** START The data **
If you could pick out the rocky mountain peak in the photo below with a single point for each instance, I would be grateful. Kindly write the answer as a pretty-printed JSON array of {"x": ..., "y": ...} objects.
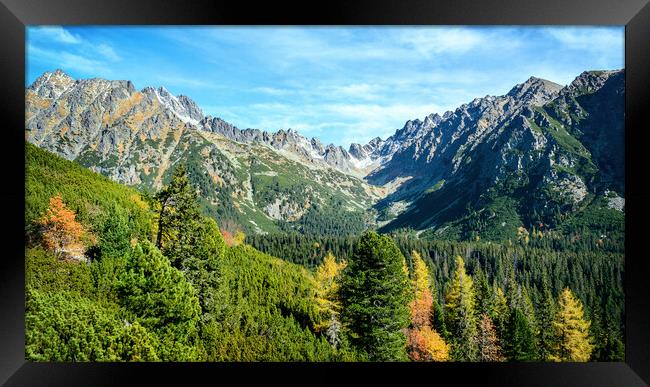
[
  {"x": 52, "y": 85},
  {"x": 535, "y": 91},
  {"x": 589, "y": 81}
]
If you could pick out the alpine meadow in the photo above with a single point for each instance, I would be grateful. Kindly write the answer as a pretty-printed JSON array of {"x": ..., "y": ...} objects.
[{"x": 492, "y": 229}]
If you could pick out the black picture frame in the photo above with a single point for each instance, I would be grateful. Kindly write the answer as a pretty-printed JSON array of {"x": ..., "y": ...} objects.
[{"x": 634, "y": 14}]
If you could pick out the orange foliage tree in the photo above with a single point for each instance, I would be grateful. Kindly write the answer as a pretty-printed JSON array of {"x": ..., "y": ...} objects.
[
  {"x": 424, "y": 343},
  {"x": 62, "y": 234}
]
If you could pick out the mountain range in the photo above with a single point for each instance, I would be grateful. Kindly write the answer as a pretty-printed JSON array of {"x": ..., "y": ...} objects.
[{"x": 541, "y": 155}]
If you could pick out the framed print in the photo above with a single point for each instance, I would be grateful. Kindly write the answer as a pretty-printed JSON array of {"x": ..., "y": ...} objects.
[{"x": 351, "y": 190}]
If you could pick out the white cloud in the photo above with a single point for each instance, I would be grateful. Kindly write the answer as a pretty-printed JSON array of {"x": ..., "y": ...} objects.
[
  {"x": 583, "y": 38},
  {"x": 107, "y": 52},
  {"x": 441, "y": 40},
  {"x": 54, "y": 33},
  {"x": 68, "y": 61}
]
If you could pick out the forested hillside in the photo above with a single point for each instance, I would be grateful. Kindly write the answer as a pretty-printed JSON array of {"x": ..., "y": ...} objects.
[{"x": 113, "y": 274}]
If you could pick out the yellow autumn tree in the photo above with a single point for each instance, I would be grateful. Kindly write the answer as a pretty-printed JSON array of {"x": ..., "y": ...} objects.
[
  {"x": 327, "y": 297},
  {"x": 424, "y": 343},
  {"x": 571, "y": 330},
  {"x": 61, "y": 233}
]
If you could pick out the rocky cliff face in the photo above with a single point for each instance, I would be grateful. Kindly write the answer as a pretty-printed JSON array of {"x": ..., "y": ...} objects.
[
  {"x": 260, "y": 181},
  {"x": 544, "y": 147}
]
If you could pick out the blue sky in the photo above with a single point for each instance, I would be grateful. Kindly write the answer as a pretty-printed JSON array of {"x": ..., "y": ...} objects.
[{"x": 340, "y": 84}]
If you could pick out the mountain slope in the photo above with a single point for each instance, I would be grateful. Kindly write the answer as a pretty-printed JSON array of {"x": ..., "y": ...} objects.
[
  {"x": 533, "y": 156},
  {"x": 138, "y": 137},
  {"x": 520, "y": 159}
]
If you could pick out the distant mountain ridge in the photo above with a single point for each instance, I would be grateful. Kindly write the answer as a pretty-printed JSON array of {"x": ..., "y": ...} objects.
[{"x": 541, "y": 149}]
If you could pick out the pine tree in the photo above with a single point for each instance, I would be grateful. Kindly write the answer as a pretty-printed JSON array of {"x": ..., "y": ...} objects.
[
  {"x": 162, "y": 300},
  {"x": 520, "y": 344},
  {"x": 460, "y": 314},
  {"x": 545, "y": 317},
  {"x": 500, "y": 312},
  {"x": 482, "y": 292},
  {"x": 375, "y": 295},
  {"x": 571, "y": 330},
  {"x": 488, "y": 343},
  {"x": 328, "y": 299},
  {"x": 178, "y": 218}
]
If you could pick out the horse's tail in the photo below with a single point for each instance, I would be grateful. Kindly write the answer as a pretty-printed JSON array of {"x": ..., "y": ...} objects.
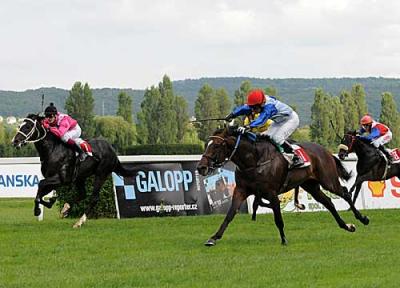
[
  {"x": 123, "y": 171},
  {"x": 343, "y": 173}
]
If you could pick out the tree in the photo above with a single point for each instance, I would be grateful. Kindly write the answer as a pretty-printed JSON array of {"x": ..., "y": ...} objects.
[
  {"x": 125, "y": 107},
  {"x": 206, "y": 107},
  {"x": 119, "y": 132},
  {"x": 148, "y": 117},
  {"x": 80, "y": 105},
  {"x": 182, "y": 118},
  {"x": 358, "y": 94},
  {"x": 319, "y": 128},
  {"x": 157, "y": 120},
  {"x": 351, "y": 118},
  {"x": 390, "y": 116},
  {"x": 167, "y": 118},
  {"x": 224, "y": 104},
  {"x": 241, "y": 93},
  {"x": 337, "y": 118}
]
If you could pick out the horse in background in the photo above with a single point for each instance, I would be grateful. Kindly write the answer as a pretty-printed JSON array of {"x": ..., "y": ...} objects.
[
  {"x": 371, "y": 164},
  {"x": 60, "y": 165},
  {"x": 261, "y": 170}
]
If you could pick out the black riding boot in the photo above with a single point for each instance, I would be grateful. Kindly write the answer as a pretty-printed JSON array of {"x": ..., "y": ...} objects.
** END The data **
Repeat all of the data above word for word, minus the pictures.

If you could pick out the rocky mountain peak in the photo below with a single point for each instance, I would be grateful. Kindly write the answer as a pretty-printed JSON array of {"x": ..., "y": ...} objects.
[
  {"x": 52, "y": 85},
  {"x": 535, "y": 91},
  {"x": 589, "y": 81}
]
If you could pick out the alpine meadow in the photo above with a single point for each instance, I would be grateful. Kindly write the answer as a pretty-printed JSON array of {"x": ..., "y": ...} objects.
[{"x": 492, "y": 229}]
If you could pick out the black picture frame in the photo above with a single point for each instance, I would be grateful. Kindly write the answer as a pretty-printed JSON array of {"x": ..., "y": ...} objects.
[{"x": 634, "y": 14}]
If you could pick out the orange foliage tree in the photo above with a single point for each instance, I would be grateful. Kindly write the answer as a pretty-printed JSON array of {"x": ..., "y": ...} objects.
[
  {"x": 424, "y": 343},
  {"x": 62, "y": 234}
]
If you could pick out the mountain range in the photo above with a single point for each instance, I would be grateful. Kindly write the answer as a pretty-printed JSON array of {"x": ..., "y": ...} objects.
[{"x": 541, "y": 155}]
If you could pick out the framed print in the photo above with a single point for each instance, I would be grateful. Kindly write the answer as a pretty-printed JSON array of {"x": ..., "y": ...} objects.
[{"x": 351, "y": 190}]
If you could pick out the white cloud in the photo above with a single point for each instance, I would be grateful. Kindly write the answer as a pretty-printed JSON array of {"x": ..., "y": ...} objects.
[
  {"x": 583, "y": 38},
  {"x": 107, "y": 52},
  {"x": 441, "y": 40},
  {"x": 54, "y": 33},
  {"x": 68, "y": 61}
]
If you could pick out the forested hillside in the photo above with a single point for each instance, I would be grateful. Kindly write the answer as a pretty-printed JSON array of {"x": ..., "y": ...} objects.
[{"x": 113, "y": 274}]
If you could pick out the yellow autumn tree in the photo above with a single point for each instance, I would be grateful. Kindly write the answer as a pretty-printed JSON array of {"x": ..., "y": ...} objects.
[
  {"x": 327, "y": 297},
  {"x": 424, "y": 343},
  {"x": 571, "y": 330},
  {"x": 61, "y": 233}
]
If you could pick out the rocky cliff face in the photo above with a single point for each instance, I would be grateful. Kindly write the answer as a pretty-printed JSON array of {"x": ..., "y": ...} objects.
[
  {"x": 260, "y": 181},
  {"x": 544, "y": 147}
]
If you could pick out the blue sky in the photo above with a single point for each instance, I would be grateful. Kindly write the answer as a pretty-printed JSON array of {"x": ..., "y": ...} objects.
[{"x": 340, "y": 84}]
If you could pick out the mountain slope in the photo above with a single point for each instance, I would be grateful. Kindly write the answer as a pretty-printed JSON array of {"x": ..., "y": ...} objects.
[
  {"x": 533, "y": 156},
  {"x": 138, "y": 137},
  {"x": 520, "y": 159}
]
If you could pick out the distant mountain ridge in the photo above with a single point for each instance, I would be grateful. Kindly write the answer as a pretty-printed JSON array of {"x": ..., "y": ...} objects.
[{"x": 541, "y": 149}]
If you could pick out the pine tree in the photo above with a single point for each instance, I would be grateful. Kindly write the answer as a pretty-printed JSON array of {"x": ..., "y": ...} objects.
[
  {"x": 162, "y": 300},
  {"x": 520, "y": 344},
  {"x": 460, "y": 314},
  {"x": 545, "y": 317},
  {"x": 500, "y": 312},
  {"x": 482, "y": 292},
  {"x": 375, "y": 295},
  {"x": 571, "y": 330},
  {"x": 488, "y": 343},
  {"x": 328, "y": 299},
  {"x": 178, "y": 218}
]
If you could pick out the horse's tail in the photo below with a single point for each instance, I would be grateful. Kindly write the answer as a pretty-printed JSON array of {"x": ..., "y": ...} objects.
[
  {"x": 123, "y": 171},
  {"x": 343, "y": 173}
]
If you could pick out the tree in the photo above with a single point for each instance, I would be grateful. Kindly write the answer as a pretty-printed JSON array of {"x": ..., "y": ...} objects.
[
  {"x": 125, "y": 107},
  {"x": 206, "y": 107},
  {"x": 119, "y": 132},
  {"x": 148, "y": 117},
  {"x": 80, "y": 105},
  {"x": 182, "y": 118},
  {"x": 358, "y": 94},
  {"x": 319, "y": 128},
  {"x": 157, "y": 120},
  {"x": 351, "y": 118},
  {"x": 390, "y": 116},
  {"x": 167, "y": 118},
  {"x": 224, "y": 104},
  {"x": 241, "y": 93},
  {"x": 337, "y": 118}
]
If you could pick out the horse in background in the photo above with a single point for each instance, I would be grateful. Kindly write the answer as a pretty-printed JSON array of {"x": ..., "y": ...} objects.
[
  {"x": 371, "y": 164},
  {"x": 60, "y": 165},
  {"x": 261, "y": 170}
]
If you could pick out the black riding boot in the photo above with a single point for each instance, I would be grateful. Kindly write the answer as a pretty-printed JSON array of {"x": ..., "y": ...} objects.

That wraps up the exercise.